### Task objective:
Give only the lines from the one containing "of the fortification" through the end of the material below, exactly as written.

___ Information supplied ___

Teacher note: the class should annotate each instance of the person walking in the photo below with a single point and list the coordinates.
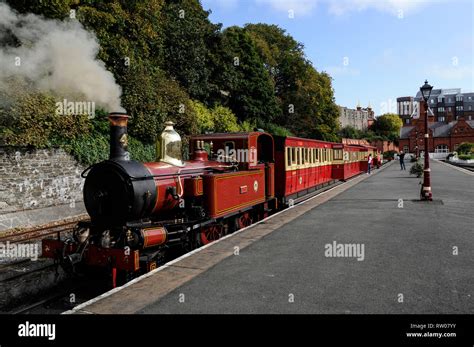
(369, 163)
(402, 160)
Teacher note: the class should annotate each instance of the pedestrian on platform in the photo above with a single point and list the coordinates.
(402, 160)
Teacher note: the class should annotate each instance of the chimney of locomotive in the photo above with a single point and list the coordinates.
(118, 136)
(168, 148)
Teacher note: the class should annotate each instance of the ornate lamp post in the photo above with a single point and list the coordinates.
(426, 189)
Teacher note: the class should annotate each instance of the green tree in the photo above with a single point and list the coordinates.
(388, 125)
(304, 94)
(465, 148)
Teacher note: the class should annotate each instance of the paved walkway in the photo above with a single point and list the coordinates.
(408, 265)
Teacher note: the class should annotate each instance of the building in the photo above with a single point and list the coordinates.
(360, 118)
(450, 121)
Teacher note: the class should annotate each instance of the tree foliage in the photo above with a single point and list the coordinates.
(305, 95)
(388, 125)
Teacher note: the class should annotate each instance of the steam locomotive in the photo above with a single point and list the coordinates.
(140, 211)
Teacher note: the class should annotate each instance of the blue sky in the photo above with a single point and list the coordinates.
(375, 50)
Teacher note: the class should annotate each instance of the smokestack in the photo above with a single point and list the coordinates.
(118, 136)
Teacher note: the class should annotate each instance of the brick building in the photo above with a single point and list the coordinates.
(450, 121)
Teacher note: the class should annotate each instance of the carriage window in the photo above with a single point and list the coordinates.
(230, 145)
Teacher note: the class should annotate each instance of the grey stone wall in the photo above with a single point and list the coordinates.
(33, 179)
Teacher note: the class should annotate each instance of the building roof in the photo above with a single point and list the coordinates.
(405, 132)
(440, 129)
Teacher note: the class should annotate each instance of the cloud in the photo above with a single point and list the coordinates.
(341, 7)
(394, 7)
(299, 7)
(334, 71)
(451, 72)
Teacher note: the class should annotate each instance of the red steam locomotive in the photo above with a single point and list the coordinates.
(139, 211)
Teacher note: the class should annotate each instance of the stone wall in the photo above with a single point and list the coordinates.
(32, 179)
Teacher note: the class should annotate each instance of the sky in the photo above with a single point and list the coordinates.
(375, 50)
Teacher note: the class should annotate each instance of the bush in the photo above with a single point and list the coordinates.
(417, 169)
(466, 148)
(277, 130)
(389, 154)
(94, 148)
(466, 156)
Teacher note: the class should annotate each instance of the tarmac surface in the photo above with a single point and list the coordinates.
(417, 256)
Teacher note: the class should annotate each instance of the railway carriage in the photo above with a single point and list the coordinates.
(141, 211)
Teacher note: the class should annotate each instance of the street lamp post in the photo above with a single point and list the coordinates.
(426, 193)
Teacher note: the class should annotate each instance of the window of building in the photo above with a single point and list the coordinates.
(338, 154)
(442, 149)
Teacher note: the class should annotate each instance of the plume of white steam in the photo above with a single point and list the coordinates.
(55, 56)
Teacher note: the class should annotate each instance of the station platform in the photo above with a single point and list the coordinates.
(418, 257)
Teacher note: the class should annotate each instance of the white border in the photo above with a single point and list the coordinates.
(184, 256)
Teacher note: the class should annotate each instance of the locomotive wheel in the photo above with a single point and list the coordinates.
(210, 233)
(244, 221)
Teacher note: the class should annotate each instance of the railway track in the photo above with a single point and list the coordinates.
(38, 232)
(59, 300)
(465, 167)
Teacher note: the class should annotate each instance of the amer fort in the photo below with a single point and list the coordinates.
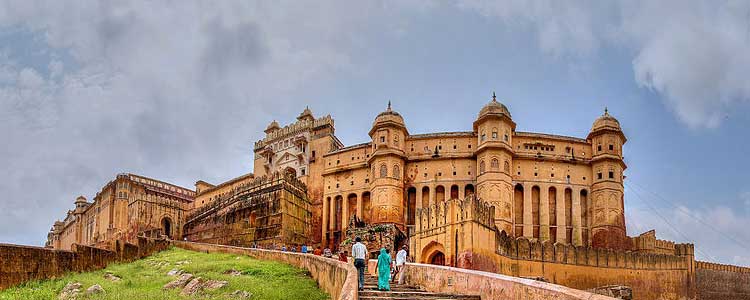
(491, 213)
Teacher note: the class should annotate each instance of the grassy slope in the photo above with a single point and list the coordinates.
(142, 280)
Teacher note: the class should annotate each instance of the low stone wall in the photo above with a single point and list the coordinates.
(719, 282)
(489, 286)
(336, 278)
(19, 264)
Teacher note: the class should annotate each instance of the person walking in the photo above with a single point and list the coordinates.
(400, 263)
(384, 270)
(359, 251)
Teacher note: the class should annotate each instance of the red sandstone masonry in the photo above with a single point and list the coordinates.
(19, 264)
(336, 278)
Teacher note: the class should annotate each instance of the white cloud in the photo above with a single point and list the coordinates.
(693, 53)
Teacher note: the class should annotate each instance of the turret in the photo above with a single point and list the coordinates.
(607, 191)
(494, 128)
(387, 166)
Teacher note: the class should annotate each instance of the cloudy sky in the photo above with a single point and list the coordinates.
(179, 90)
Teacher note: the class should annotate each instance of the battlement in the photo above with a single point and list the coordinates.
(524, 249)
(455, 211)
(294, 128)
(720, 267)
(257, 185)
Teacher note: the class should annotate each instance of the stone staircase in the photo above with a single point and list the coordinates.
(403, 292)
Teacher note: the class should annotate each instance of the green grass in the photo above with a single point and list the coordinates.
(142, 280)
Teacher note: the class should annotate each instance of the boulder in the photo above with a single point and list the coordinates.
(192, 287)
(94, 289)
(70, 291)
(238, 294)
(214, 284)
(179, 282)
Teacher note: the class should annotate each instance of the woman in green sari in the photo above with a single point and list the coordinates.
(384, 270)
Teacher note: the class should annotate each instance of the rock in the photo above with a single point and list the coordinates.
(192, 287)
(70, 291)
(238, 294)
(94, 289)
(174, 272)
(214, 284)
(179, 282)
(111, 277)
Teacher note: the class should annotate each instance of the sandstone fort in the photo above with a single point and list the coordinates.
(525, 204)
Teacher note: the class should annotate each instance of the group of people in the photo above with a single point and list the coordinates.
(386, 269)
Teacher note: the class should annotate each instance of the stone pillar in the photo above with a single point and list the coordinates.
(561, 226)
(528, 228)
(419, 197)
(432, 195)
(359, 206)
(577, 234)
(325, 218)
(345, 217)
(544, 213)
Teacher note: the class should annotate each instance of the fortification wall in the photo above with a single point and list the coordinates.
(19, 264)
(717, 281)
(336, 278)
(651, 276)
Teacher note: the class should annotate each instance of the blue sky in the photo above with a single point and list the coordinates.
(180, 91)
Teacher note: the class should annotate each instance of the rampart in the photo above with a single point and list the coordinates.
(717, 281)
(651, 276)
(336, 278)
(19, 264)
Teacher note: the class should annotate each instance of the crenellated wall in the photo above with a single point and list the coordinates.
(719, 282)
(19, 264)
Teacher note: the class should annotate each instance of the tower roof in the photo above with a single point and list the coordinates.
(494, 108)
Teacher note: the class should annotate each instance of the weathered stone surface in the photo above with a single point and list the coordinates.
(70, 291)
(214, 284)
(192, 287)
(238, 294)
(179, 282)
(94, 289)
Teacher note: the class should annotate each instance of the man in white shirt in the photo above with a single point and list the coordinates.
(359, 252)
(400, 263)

___

### Output for this exercise:
Teacher note: the class should annotate each instance of the fortification wall in the photo above with a single point and list the coordinates.
(19, 264)
(717, 281)
(336, 278)
(651, 276)
Teacher note: the class should annotate each instance of the blue sky in the photo above with a single point and list the coordinates.
(180, 91)
Teacher note: the class should annotate each instance of the rampart in the photo above with a single point and list the coordinates.
(717, 281)
(651, 276)
(336, 278)
(19, 264)
Teacher note: the class should annotate each instance of the crenellated wall in the photo above with a single point and list the coordinates.
(719, 282)
(19, 264)
Teacher note: the class should annotate each instance of the tower roof in the photo above with a single point and list the coordinates.
(494, 108)
Teacher note: the class should annotate each instance of the weathered stone surface in the photo above with a single point and list the coordinates.
(70, 291)
(214, 284)
(192, 287)
(238, 294)
(179, 282)
(94, 289)
Teacher note: the class should annotate each instance of the man in white shirt in the photo above with a single point and list the coordinates.
(359, 252)
(400, 263)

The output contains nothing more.